What you will do.
• A. Copy every `using` statement from the CUDA-aware MPI script.
• B. Find each line of the records that contains the string "green", and copy those lines.

Selected passage.
▼
We are ready to run a script that will exercise CUDA-aware MPI communication; let's call this hello-cuda-mpi.jl

using Oceananigans
using Oceananigans.Fields: interpolate!
using MPI

# Automatically distributes among available processors
arch = Distributed(GPU())

rank = arch.local_rank
Nranks = MPI.Comm_size(arch.communicator)
println("Hello from process $rank out of $Nranks")

x = y = z = (0, 1)
grid = RectilinearGrid(arch; size=(64, 64, 64), x, y, z, topology=(Periodic, Periodic, Bounded))

@info "The grid on rank $rank:"
@info "$grid"

c = CenterField(grid)
set!(c, (x, y, z) -> x * y^2 * z^3)
▲
Location labeling records
▼
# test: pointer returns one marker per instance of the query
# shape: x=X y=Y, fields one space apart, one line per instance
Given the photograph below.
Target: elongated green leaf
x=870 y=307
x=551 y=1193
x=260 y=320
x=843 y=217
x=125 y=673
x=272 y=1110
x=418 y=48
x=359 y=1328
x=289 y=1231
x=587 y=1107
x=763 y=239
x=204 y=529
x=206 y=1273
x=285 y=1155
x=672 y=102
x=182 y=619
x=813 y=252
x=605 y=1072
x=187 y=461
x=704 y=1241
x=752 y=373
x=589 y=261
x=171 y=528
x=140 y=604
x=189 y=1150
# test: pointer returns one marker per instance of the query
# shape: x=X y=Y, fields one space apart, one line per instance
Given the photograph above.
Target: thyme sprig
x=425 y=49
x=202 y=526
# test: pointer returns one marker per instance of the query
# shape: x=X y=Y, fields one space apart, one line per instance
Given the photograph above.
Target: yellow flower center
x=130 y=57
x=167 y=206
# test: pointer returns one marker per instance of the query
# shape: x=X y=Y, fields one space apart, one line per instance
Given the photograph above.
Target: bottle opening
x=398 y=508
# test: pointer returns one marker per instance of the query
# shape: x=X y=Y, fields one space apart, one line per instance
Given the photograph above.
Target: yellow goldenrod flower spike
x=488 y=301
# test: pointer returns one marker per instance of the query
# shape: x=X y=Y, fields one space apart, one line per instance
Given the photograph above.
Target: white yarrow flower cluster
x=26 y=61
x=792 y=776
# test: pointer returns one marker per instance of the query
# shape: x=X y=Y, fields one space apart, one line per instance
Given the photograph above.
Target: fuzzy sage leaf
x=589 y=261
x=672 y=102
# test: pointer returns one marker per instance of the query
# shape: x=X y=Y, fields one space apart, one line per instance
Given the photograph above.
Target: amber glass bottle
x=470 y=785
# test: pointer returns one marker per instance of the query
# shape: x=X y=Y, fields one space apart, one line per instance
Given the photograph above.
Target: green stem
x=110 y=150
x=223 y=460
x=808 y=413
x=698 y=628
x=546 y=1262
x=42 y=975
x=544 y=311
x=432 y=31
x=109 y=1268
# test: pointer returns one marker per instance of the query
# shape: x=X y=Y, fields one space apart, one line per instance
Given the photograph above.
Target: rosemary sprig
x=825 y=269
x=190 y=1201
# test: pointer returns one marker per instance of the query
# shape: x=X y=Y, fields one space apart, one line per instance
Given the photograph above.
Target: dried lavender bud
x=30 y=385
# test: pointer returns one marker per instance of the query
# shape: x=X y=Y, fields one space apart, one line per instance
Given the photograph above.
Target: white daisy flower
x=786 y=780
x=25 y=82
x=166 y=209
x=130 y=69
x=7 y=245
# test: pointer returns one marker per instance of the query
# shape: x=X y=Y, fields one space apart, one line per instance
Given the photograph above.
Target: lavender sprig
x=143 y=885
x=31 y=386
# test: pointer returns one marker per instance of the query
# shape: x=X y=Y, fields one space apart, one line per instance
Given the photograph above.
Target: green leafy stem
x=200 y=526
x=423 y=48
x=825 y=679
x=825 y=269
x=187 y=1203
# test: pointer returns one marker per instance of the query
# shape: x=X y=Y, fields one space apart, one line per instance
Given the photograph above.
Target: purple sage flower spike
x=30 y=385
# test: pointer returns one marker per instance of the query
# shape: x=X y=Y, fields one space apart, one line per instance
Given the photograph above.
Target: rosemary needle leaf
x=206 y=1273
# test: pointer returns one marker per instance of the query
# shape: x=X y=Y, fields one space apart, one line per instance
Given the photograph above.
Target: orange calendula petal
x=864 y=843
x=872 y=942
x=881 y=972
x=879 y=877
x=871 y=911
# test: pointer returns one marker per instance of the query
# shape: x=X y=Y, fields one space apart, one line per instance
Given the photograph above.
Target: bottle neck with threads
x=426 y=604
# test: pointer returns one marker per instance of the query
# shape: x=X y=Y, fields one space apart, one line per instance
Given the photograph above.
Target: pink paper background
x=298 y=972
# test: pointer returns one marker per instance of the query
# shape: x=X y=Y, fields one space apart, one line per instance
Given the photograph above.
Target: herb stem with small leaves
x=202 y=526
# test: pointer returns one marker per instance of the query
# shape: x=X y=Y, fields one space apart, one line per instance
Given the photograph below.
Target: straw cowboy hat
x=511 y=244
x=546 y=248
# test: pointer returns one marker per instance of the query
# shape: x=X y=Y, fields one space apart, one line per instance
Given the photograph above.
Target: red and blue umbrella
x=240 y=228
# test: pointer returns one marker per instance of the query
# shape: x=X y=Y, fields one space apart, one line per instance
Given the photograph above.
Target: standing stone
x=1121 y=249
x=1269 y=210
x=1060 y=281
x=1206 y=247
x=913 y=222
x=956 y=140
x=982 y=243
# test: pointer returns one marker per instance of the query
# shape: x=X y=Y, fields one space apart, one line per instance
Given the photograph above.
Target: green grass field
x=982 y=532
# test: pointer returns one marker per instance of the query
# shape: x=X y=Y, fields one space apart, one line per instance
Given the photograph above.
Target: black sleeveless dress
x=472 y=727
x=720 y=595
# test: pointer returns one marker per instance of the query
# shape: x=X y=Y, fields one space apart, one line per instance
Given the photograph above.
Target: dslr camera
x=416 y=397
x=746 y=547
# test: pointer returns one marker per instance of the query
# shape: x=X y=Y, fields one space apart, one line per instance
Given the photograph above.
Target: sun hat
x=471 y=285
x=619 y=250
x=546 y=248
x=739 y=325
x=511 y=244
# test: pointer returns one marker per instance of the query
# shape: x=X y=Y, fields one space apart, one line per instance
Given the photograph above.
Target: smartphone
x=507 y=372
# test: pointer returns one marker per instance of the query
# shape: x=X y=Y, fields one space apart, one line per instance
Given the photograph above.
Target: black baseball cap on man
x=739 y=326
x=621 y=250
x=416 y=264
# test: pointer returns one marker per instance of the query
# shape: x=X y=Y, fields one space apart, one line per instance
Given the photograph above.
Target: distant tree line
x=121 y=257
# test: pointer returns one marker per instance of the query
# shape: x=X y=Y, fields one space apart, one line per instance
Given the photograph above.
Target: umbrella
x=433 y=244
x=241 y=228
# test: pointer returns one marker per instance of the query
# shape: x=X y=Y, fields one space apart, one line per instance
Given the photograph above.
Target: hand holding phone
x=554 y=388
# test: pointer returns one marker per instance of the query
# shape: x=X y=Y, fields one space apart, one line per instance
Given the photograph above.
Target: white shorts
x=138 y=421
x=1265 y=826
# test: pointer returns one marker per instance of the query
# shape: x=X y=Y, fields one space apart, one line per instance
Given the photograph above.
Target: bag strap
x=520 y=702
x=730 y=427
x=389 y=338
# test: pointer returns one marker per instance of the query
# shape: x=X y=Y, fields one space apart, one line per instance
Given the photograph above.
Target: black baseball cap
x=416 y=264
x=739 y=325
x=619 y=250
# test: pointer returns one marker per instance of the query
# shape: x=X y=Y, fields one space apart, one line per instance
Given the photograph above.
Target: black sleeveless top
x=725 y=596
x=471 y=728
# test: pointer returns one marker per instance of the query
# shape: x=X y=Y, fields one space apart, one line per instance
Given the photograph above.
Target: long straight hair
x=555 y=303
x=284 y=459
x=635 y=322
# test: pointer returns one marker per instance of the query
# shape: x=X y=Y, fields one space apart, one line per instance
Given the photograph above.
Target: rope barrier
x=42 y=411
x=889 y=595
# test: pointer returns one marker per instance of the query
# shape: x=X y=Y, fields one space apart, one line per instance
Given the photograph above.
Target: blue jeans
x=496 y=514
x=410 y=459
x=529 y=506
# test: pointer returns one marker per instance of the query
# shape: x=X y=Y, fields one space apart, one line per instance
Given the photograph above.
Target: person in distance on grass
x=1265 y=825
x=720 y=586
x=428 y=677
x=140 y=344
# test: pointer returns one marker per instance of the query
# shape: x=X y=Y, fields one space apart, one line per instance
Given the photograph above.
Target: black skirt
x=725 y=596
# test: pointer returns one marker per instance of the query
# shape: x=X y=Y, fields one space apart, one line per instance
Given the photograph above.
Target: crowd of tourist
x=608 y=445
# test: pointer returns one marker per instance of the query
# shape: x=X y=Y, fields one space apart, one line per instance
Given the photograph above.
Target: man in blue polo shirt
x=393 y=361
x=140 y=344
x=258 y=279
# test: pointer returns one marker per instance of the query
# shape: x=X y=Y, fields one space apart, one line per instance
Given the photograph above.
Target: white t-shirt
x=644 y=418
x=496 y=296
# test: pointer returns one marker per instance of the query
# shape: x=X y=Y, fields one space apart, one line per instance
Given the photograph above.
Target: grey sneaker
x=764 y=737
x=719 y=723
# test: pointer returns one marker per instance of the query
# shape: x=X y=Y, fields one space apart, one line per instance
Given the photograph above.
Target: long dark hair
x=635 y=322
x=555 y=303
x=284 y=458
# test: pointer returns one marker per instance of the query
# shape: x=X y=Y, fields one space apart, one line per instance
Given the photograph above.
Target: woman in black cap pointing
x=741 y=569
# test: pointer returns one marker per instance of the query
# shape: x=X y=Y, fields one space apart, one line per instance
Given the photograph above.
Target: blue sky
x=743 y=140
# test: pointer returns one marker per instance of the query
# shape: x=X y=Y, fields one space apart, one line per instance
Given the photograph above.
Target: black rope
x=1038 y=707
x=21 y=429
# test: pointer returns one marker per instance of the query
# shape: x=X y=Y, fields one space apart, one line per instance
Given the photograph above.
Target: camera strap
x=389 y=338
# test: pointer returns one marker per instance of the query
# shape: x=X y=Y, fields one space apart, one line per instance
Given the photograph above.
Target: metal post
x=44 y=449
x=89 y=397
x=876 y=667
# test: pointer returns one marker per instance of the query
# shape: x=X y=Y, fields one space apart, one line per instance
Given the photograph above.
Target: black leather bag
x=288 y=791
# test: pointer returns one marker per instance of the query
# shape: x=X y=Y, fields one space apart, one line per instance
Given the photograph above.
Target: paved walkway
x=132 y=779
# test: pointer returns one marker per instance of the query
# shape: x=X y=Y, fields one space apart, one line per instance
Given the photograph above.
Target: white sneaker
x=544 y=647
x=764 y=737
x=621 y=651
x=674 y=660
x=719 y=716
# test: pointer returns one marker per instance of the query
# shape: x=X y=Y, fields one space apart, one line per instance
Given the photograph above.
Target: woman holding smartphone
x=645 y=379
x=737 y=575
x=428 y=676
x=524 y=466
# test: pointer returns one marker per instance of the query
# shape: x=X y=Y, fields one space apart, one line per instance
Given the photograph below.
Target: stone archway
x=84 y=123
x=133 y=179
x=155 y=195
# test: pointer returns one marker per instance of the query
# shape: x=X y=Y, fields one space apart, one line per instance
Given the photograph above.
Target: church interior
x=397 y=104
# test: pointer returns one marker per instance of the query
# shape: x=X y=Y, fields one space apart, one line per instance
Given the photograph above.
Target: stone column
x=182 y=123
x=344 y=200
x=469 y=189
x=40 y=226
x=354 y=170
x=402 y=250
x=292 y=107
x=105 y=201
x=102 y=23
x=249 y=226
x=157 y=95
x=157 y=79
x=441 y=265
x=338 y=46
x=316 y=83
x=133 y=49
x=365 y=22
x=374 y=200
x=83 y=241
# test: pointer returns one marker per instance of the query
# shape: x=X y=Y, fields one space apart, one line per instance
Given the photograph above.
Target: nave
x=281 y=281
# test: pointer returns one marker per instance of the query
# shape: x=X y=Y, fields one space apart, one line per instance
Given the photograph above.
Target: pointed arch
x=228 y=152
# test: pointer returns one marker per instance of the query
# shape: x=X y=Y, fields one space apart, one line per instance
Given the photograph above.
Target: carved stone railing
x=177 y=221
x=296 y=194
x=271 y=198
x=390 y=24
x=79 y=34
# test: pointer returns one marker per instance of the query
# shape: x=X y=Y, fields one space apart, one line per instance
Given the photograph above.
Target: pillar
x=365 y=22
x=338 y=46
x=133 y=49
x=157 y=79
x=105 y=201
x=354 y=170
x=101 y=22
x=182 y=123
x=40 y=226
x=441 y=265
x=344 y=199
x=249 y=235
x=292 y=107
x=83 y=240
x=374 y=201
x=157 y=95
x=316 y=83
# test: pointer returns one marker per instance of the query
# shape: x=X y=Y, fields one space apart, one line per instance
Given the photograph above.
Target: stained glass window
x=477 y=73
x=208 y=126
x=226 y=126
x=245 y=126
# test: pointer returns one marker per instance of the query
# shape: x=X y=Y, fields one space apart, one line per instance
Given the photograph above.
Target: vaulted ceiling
▲
List of solutions.
• A.
using Oceananigans
using Oceananigans.Fields: interpolate!
using MPI

• B.
Target: elongated green leaf
Target: green stem
Target: green leafy stem
Target: green grass field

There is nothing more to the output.